● **WHAT IS REQUIRED**
Please repeat the data shown below, word for word.

[DATA FOR REVIEW Boundary: Start]

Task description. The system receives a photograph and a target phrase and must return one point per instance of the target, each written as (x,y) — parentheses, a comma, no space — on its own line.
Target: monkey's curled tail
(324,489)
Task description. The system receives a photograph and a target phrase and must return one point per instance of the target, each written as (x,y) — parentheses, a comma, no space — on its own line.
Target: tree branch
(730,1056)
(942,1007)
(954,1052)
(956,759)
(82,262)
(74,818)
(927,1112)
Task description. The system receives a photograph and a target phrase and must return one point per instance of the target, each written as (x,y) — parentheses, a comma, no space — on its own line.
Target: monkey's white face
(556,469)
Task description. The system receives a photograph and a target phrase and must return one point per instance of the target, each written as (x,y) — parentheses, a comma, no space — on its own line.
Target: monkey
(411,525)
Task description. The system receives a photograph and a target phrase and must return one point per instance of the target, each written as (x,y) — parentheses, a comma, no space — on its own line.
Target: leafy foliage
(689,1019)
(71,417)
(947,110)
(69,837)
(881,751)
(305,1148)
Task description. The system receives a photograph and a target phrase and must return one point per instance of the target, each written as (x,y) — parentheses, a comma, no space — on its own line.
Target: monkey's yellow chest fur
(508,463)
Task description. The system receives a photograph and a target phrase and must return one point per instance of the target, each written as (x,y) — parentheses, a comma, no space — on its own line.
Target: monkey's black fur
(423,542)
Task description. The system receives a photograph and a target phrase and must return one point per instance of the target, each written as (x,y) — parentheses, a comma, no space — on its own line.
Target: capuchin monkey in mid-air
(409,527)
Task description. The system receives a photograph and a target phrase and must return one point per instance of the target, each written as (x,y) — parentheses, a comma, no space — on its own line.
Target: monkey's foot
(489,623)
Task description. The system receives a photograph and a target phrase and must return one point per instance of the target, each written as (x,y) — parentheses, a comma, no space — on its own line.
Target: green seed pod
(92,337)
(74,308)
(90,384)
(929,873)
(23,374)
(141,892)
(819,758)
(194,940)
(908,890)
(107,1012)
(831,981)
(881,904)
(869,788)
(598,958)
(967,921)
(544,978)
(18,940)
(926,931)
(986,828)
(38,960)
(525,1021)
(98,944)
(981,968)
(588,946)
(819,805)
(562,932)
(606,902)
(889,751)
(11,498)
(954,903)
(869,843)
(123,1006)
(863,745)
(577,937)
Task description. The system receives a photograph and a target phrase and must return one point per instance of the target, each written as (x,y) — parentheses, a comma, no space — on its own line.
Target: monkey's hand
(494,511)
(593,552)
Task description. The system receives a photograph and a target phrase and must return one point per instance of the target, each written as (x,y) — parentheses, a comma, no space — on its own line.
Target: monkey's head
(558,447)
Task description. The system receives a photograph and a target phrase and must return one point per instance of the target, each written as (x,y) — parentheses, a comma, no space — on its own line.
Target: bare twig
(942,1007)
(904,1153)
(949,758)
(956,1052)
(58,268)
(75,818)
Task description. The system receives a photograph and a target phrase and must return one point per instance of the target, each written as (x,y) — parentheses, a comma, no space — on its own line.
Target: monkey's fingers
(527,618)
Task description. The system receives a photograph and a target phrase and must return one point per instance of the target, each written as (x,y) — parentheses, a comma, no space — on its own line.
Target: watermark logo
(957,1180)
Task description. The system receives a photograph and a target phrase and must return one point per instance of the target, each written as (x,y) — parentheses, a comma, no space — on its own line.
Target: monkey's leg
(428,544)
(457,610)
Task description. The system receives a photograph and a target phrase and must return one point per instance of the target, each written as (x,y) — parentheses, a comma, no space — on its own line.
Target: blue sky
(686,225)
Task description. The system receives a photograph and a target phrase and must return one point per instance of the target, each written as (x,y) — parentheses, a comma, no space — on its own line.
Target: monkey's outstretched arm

[DATA FOR REVIEW Boundary: End]

● **ANSWER FOR THE TASK**
Task description. The system receives a photograph and a target phrase and must return one point per instance of the target, each written as (x,y) — parentheses, a comma, no space — on its own line.
Target: monkey's curled tail
(324,489)
Task description. The system receives a photograph and a target phrase and must return one point per instance of the target, each written as (x,y) — parentheses, a comma, no space — on its own line.
Target: tree branch
(730,1056)
(942,1007)
(954,1052)
(956,759)
(82,262)
(74,818)
(927,1112)
Task description. The system receives a photograph and a target phrase and must return one point per instance of the target, each written as (x,y) — parentheses, a comma, no space — on its own line.
Target: monkey's white face
(556,469)
Task description. The system receives a photograph and a target phrase and must return one point per instance of the target, each written as (x,y) — parentheses, a comma, no space — on its own line.
Target: monkey
(411,525)
Task description. The system receives a photograph and a target phrase and must return one point per instance of the target, each written as (x,y) — parentheses, a comma, no space — on its own line.
Target: leafy foliage
(689,1019)
(71,417)
(947,110)
(69,837)
(881,751)
(305,1148)
Task description. The system receives a photograph and a target phrase and must return one point per instance of the target, each written as (x,y) — parentheses, a comma, no space — on its own line.
Target: monkey's yellow chest fur
(508,463)
Task description. The system receives a photograph and a target phrase and must return one point per instance of the target, each written as (x,y) — parentheses, a comma, no space — on its own line.
Target: monkey's black fur
(423,542)
Task description. The system receives a photograph and a target phrase and must return one point per instance of the target, each written as (x,y) — parentheses, a comma, no space — on its own line.
Target: capuchin monkey in mid-air
(409,527)
Task description. The system receives a photograph and a target phrase and must return one point per instance of the target, each written as (x,y) — parentheses, a comma, no space — on its own line.
Target: monkey's foot
(489,623)
Task description. The system receives a photograph and a target phrase and must return one point per instance of the target, each written as (x,y) — parentheses, a comma, no space — on its own line.
Target: green seed pod
(92,337)
(74,308)
(90,384)
(929,873)
(23,374)
(141,892)
(819,758)
(194,940)
(908,890)
(107,1012)
(831,981)
(881,904)
(869,788)
(598,958)
(967,921)
(544,978)
(18,940)
(926,931)
(986,828)
(38,960)
(525,1021)
(98,944)
(981,968)
(588,946)
(819,805)
(562,932)
(606,902)
(889,751)
(11,498)
(954,903)
(869,843)
(123,1006)
(863,745)
(577,937)
Task description. The system receives a photograph and a target phrase and must return one point per instance of the target, each written as (x,y) — parentheses, a comma, no space — on its own line.
Target: monkey's hand
(494,511)
(593,552)
Task description. The system receives a photograph and a target phrase and must return one point per instance of the target, each written as (x,y) — parentheses, a comma, no space — on its own line.
Target: monkey's head
(558,447)
Task description. The system receives a photograph and a target phrase and must return one point per instance of the target, each written as (x,y) — parentheses, a comma, no space — on its own line.
Target: bare twig
(942,1007)
(904,1153)
(949,758)
(956,1052)
(58,268)
(75,818)
Task description. The system receives a photograph and a target phrase and must return one point per instance of the target, each written as (x,y) — parentheses, a comma, no space — on its own line.
Target: monkey's fingers
(527,618)
Task description. The system receives a photograph and a target phrase and must return one point per instance of the target, each written as (x,y) — parentheses, a comma, no space — on its own line.
Target: watermark logo
(957,1180)
Task description. The system receives a photograph and a target phrase and must return one point per instance of the target, each written as (x,y) — parentheses, a comma, no space — on its own line.
Target: monkey's leg
(428,544)
(457,610)
Task description. The system receives a photograph and a target phrase and must return one point per instance of the target, each written as (x,y) — parentheses, a comma, no space — on its own line.
Target: blue sky
(686,225)
Task description. The system receives a photograph and a target phrase and must return one point per instance of the target, each written as (x,y) — parentheses, a comma, no space — on its own line.
Target: monkey's outstretched arm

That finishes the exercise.